Entries provided

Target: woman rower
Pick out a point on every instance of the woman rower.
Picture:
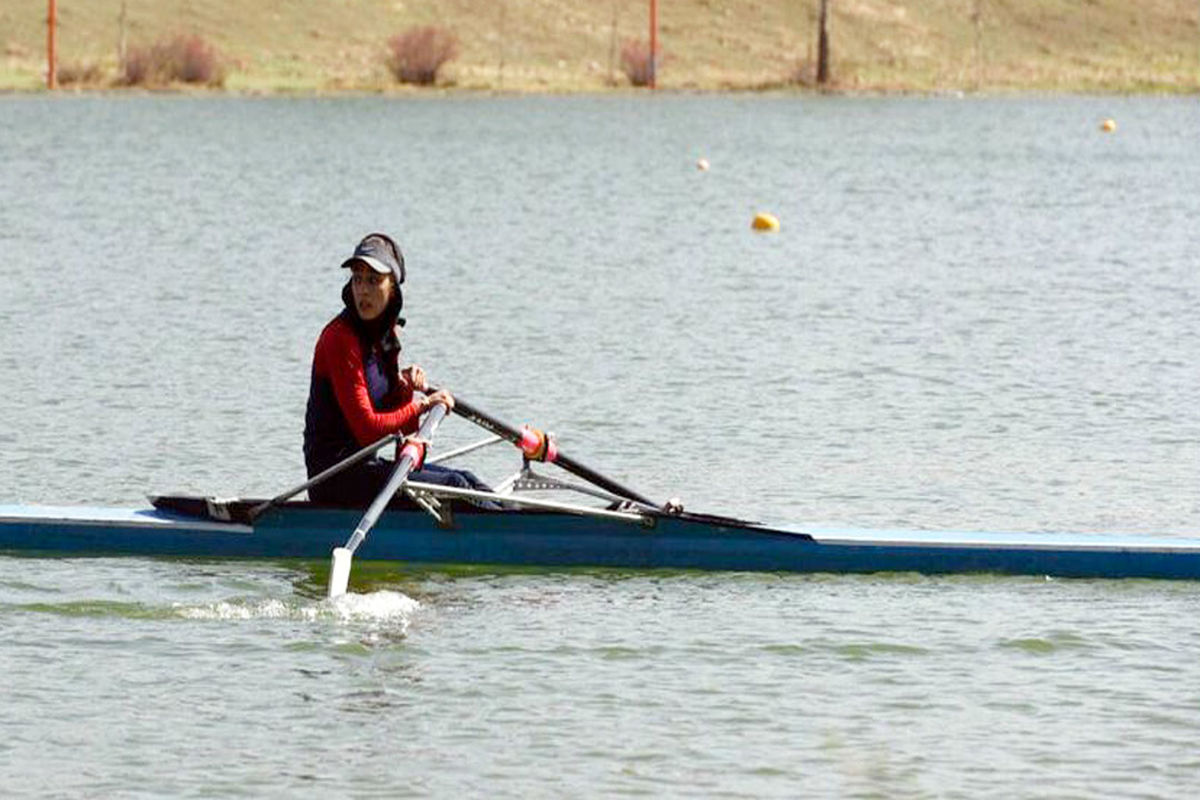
(358, 392)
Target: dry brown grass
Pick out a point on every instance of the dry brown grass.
(567, 44)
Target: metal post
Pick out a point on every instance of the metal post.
(52, 59)
(654, 43)
(823, 46)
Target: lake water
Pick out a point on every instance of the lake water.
(979, 313)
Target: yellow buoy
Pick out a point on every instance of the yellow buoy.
(765, 222)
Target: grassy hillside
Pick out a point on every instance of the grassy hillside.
(574, 44)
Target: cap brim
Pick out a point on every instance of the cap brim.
(373, 263)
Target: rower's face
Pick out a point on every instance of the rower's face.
(372, 290)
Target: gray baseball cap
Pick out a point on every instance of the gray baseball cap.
(381, 253)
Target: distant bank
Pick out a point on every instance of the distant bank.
(328, 46)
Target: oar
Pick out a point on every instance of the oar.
(411, 457)
(489, 422)
(370, 450)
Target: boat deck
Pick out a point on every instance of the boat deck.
(550, 540)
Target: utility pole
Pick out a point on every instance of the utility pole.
(52, 56)
(823, 44)
(654, 43)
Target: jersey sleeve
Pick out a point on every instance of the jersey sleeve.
(341, 355)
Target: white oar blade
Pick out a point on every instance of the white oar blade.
(340, 572)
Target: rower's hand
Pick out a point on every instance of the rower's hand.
(415, 378)
(441, 396)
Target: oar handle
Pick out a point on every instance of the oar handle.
(501, 428)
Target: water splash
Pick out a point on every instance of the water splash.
(381, 607)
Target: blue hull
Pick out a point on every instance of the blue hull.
(558, 540)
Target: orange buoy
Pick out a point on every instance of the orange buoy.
(765, 222)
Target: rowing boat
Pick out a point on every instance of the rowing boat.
(545, 537)
(516, 525)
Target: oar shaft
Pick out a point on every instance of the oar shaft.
(349, 461)
(399, 475)
(489, 422)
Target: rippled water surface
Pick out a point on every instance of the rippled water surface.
(978, 314)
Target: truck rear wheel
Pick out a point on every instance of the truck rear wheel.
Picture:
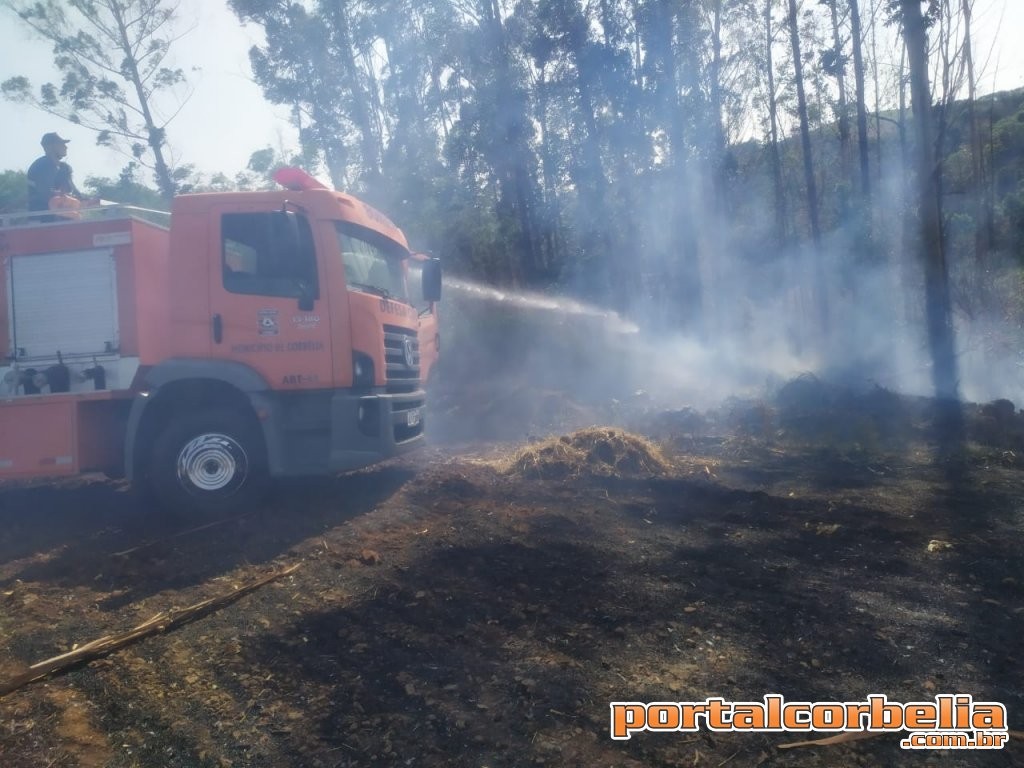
(211, 461)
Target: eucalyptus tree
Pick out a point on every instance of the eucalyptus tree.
(116, 76)
(937, 299)
(308, 62)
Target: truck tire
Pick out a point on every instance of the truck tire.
(209, 462)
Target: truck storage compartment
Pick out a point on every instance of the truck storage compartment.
(72, 294)
(61, 434)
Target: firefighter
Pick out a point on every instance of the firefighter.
(50, 176)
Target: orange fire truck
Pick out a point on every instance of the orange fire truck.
(248, 336)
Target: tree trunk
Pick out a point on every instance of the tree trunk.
(844, 105)
(821, 299)
(858, 73)
(155, 134)
(776, 162)
(361, 112)
(981, 244)
(938, 306)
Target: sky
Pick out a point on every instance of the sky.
(226, 118)
(221, 124)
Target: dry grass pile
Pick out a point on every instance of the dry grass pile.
(593, 452)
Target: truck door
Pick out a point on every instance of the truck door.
(265, 299)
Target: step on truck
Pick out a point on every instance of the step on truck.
(242, 337)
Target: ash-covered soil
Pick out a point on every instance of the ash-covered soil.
(481, 604)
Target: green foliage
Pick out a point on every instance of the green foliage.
(125, 189)
(113, 58)
(13, 192)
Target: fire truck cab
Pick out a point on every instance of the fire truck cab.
(246, 336)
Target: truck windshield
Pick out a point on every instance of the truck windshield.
(373, 263)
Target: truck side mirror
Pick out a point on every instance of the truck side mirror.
(306, 296)
(432, 281)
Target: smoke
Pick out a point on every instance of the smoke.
(522, 365)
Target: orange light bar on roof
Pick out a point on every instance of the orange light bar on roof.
(297, 179)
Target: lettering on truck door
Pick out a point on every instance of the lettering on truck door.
(269, 310)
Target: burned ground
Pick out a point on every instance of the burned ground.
(481, 604)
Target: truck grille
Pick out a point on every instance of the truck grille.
(401, 377)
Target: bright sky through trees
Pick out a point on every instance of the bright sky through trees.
(226, 119)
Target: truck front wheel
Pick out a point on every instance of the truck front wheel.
(211, 462)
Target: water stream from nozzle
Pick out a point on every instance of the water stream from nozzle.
(541, 302)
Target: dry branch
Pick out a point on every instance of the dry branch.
(163, 622)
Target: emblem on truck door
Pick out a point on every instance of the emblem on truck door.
(268, 323)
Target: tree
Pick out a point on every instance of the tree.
(13, 192)
(112, 55)
(858, 73)
(938, 305)
(812, 188)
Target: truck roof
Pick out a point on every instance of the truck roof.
(320, 203)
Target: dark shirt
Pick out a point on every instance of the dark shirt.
(46, 178)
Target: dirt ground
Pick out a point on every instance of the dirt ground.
(481, 604)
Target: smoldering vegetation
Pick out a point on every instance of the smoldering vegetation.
(535, 368)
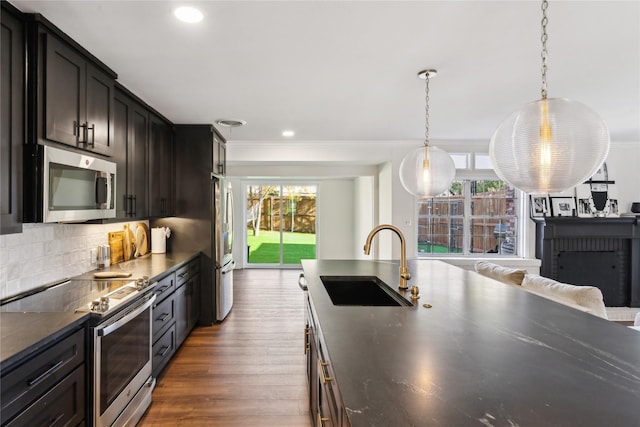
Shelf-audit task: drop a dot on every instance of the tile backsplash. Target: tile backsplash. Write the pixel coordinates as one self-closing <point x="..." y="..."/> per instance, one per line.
<point x="45" y="253"/>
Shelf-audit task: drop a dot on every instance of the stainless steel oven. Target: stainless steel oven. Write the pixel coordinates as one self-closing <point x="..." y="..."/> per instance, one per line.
<point x="122" y="380"/>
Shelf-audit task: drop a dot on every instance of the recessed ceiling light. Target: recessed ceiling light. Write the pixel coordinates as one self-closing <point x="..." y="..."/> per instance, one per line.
<point x="188" y="14"/>
<point x="231" y="123"/>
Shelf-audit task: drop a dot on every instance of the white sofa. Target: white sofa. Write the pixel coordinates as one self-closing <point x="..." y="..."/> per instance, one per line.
<point x="585" y="298"/>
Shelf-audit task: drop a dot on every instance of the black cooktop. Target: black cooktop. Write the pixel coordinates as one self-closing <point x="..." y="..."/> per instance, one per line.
<point x="77" y="296"/>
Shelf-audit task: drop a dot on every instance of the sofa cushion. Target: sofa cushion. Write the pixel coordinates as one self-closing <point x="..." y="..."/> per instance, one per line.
<point x="588" y="297"/>
<point x="507" y="275"/>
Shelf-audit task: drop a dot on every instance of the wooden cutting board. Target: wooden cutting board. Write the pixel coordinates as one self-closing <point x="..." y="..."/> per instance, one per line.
<point x="142" y="239"/>
<point x="129" y="243"/>
<point x="111" y="274"/>
<point x="116" y="243"/>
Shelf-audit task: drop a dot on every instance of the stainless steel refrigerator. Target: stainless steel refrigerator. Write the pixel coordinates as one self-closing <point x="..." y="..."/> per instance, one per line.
<point x="204" y="218"/>
<point x="223" y="236"/>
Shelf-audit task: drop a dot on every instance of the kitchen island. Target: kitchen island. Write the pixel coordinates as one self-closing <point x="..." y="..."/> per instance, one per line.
<point x="484" y="353"/>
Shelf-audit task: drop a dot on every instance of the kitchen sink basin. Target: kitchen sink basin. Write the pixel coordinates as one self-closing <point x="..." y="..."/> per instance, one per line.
<point x="361" y="290"/>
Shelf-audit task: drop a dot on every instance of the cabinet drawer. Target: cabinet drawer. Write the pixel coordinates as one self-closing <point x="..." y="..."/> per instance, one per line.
<point x="182" y="275"/>
<point x="63" y="405"/>
<point x="163" y="349"/>
<point x="164" y="314"/>
<point x="165" y="287"/>
<point x="194" y="266"/>
<point x="32" y="379"/>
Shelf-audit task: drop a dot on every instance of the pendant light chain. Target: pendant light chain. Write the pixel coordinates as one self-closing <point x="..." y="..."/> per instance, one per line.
<point x="545" y="20"/>
<point x="426" y="110"/>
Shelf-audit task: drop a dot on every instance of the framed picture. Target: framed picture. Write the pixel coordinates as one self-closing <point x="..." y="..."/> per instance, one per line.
<point x="539" y="206"/>
<point x="563" y="206"/>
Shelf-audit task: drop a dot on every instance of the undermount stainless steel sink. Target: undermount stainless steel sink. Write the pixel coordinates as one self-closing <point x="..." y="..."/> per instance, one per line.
<point x="361" y="290"/>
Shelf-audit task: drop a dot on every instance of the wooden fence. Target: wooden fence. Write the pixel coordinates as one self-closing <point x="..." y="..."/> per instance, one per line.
<point x="440" y="223"/>
<point x="298" y="213"/>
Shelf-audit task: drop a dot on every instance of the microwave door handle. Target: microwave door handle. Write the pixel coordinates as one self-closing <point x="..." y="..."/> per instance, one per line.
<point x="102" y="190"/>
<point x="109" y="188"/>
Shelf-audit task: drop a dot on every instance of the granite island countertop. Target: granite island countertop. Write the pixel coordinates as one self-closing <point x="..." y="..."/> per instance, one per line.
<point x="22" y="333"/>
<point x="484" y="354"/>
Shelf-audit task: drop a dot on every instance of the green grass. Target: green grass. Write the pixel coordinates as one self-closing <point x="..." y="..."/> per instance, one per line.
<point x="265" y="248"/>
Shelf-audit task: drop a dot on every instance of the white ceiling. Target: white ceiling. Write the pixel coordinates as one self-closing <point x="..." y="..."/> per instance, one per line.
<point x="346" y="70"/>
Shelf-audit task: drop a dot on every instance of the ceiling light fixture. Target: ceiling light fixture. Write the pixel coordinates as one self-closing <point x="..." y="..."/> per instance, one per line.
<point x="428" y="170"/>
<point x="188" y="14"/>
<point x="549" y="145"/>
<point x="231" y="123"/>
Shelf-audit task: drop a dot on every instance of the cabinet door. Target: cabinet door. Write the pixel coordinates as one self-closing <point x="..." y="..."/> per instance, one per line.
<point x="121" y="141"/>
<point x="182" y="313"/>
<point x="63" y="405"/>
<point x="194" y="301"/>
<point x="222" y="158"/>
<point x="160" y="168"/>
<point x="138" y="175"/>
<point x="64" y="108"/>
<point x="99" y="104"/>
<point x="11" y="123"/>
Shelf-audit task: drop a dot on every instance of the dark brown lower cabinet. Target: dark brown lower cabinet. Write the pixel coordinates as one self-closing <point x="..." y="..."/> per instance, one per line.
<point x="63" y="405"/>
<point x="49" y="387"/>
<point x="175" y="312"/>
<point x="325" y="403"/>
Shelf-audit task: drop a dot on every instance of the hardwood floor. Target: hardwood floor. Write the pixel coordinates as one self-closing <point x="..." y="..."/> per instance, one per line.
<point x="249" y="370"/>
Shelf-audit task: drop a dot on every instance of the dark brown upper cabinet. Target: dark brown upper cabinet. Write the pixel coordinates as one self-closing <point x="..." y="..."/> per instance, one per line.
<point x="219" y="154"/>
<point x="131" y="139"/>
<point x="161" y="168"/>
<point x="74" y="102"/>
<point x="12" y="67"/>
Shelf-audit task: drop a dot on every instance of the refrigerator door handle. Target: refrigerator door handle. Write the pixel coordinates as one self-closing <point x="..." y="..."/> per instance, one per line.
<point x="228" y="267"/>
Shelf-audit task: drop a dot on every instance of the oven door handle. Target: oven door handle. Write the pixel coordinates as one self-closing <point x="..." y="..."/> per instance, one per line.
<point x="106" y="329"/>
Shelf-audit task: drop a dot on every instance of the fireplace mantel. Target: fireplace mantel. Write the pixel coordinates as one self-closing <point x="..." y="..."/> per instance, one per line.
<point x="603" y="252"/>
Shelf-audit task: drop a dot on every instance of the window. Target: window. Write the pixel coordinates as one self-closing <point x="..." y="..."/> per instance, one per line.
<point x="473" y="217"/>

Exercise goal
Beginning at the line where "upper cabinet. Write" appears, extract each line through the end of the data above; keep them exact and include nothing else.

Written solution
Shelf-audit task: drop a dot on every instance of the dark brown upper cabinet. Target: dark brown upper cabinet. Write the pixel coordinates as one self-closing <point x="..." y="..."/> per instance, one per line.
<point x="219" y="154"/>
<point x="131" y="139"/>
<point x="161" y="168"/>
<point x="74" y="102"/>
<point x="12" y="67"/>
Shelf-audit task: drop a dot on every instance of the refrigerator door handle. Target: refrigerator door handle. Write the pixel coordinates as one self-closing <point x="..." y="..."/> per instance, one per line.
<point x="228" y="267"/>
Shelf-audit task: drop a dot on every instance of the oven door handle. Target: oven door handle. Write the pixel coordinates as one self-closing <point x="..." y="..."/> per instance, one per line.
<point x="106" y="329"/>
Shelf-audit task: drop a dot on every instance of the fireplace mantel. Target: fireplace mantel. Write the pixel coordinates as one self-closing <point x="..." y="..."/> per instance, one per line.
<point x="603" y="252"/>
Shelf-audit task: drop a dot on every instance of the window. Target: window. Write the pixel coordinates as one self-closing <point x="..." y="..."/> per instance, one per line.
<point x="473" y="217"/>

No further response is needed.